What to work on. Please continue the blog post on the pride flag and gay family life, starting right after its last sentence.

Selection.
------

Flags of My Birthrights - Pride Flag 2

Flags of My Birthrights – Pride Flag

I firmly believe that people who happen to be gay who wish to parent a child, or children, should certainly be free to do so, but I am hesitant to have my civil liberties and freedoms predicated on the idea of “family” having to include offspring.  My husband and I have ZERO desire to have children and yet I would argue that we constitute a family in every other way, or in exactly the way that a married heterosexual couple with no children is considered a family.

Who we choose to have sex with is, essentially, the defining characteristic of what it means to be gay.  I prefer to stretch that definition to include whom we also fall in love with, because certainly in my life, the romantic and the sexual have been heavily, although not always, intertwined, and I would argue that this is true for most people.  I find it saddening and hypocritical that the gay movement has chosen to ignore the most essential difference in order to gain acceptance at the cost of neutered identity, as if to suggest that even gay folk find our sexuality too abhorrent to openly admit, further legitimizing our stigmatization in the wider world.  But, just my humble opinion, but since it is my blog, I say what I want, to paraphrase Eric Cartman of South Park fame.

------

Recorded data.
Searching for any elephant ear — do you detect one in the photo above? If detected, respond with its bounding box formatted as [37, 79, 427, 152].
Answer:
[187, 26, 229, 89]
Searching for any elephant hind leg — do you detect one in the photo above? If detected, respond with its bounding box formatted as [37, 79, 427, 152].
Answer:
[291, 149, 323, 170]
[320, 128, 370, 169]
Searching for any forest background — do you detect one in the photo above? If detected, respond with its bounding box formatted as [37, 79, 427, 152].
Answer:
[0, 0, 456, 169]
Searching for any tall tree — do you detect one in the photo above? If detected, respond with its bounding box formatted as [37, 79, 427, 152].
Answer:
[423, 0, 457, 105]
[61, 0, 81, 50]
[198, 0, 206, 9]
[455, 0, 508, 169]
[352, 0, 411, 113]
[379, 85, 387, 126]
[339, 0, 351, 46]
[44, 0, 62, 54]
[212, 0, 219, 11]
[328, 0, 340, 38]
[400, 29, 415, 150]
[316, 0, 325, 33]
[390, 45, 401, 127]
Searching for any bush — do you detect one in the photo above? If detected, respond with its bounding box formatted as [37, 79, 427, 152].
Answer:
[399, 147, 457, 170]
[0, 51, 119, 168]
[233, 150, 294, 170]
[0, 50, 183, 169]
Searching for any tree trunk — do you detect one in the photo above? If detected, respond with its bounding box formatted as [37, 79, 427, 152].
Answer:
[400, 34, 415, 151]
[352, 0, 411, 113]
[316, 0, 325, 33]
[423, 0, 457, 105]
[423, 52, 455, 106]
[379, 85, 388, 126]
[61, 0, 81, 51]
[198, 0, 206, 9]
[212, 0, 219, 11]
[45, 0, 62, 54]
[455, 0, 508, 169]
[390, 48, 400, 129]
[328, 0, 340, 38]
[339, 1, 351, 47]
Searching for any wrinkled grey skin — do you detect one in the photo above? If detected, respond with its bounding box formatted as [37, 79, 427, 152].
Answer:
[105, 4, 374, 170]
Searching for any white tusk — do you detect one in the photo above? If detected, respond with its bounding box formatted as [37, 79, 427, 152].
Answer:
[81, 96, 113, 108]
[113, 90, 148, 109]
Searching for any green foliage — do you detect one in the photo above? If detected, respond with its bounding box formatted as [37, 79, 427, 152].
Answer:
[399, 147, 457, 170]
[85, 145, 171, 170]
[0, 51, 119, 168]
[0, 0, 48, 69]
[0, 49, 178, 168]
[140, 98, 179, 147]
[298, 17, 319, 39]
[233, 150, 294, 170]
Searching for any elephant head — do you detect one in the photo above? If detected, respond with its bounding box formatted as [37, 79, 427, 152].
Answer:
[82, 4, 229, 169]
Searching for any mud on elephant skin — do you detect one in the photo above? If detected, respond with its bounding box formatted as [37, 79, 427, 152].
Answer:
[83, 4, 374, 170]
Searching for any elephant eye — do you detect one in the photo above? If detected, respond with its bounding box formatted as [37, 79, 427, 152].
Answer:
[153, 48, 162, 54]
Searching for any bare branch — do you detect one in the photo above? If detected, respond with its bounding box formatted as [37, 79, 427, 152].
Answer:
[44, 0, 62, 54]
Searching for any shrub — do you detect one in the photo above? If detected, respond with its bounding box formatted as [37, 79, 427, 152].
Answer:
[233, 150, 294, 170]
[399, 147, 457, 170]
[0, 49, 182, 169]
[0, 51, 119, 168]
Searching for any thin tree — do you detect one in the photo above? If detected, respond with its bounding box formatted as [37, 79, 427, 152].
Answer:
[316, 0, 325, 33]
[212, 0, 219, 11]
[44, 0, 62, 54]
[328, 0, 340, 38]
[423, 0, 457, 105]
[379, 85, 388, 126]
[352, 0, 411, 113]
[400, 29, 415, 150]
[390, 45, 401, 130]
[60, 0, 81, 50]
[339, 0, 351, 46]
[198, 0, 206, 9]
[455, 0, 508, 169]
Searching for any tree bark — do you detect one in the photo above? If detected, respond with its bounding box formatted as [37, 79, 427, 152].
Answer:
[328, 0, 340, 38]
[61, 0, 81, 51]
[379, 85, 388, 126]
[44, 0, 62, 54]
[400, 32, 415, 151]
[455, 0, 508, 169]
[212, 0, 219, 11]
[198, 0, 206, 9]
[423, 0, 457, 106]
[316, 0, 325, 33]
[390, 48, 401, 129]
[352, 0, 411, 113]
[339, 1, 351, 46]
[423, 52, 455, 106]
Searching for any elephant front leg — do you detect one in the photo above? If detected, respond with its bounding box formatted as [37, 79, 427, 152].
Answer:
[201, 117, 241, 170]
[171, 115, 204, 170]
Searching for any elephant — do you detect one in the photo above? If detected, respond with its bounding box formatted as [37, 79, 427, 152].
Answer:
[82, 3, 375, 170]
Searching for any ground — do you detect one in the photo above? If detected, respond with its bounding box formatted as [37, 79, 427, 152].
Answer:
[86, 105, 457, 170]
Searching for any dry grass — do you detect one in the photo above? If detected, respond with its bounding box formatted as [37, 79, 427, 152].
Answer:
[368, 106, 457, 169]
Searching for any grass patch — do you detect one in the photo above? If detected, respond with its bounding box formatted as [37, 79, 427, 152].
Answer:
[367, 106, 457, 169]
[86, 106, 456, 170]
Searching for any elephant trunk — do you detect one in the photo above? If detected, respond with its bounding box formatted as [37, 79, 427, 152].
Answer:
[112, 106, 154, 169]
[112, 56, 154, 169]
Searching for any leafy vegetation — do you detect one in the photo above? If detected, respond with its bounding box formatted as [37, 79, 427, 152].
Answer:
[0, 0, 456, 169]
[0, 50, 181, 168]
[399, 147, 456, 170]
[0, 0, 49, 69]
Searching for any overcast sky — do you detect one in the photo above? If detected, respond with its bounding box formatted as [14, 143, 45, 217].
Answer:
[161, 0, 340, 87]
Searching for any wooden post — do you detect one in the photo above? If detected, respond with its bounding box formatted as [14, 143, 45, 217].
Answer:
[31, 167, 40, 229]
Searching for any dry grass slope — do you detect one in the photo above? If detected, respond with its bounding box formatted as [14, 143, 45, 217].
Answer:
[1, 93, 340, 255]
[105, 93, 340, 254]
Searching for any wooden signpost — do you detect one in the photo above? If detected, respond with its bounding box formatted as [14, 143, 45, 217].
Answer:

------

Exercise output.
Flags of My Birthrights - Pride Flag 3
Eric Cartman

 

Coincidentally, this seven stripe version of the flag remains almost impossible to source.  I have looked far and wide and cannot locate a vendor for this product.  If any reader knows of a source I would be happy to hear of it.

The seven stripe version was very short lived and perhaps that explains the impossibility of obtaining one.  After less than a year, the Rainbow Pride Flag was modified yet again to the current six stripe version.

Flags of My Birthrights - Pride Flag 4
Current Six Stripe Gay Pride Flag

 

The turquoise stripe was eliminated because in planning to hang the flag vertically from lamp posts on San Francisco’s Market Street in 1979 it was discovered that one stripe would be hidden, or the flags would have to be displayed unevenly, with one side featuring three stripes and the other four.  To solve this dilemma, the turquoise stripe was eliminated.

I admit that I am not heartbroken about this change.  I fail to understand what “magic/art” have to do with being gay other to further stereotypical ideas about what it means to be gay.  I don’t believe in magic, or faeries, and I am not a bit artistic.  But then again, I don’t necessarily identify with most of other other colors either, so perhaps the flag is best taken as a whole symbol other than as individual parts.

While the six stripe Gay Pride Flag has been more or less the “official” version since 1979, times change and the symbol continues to be modified in various ways.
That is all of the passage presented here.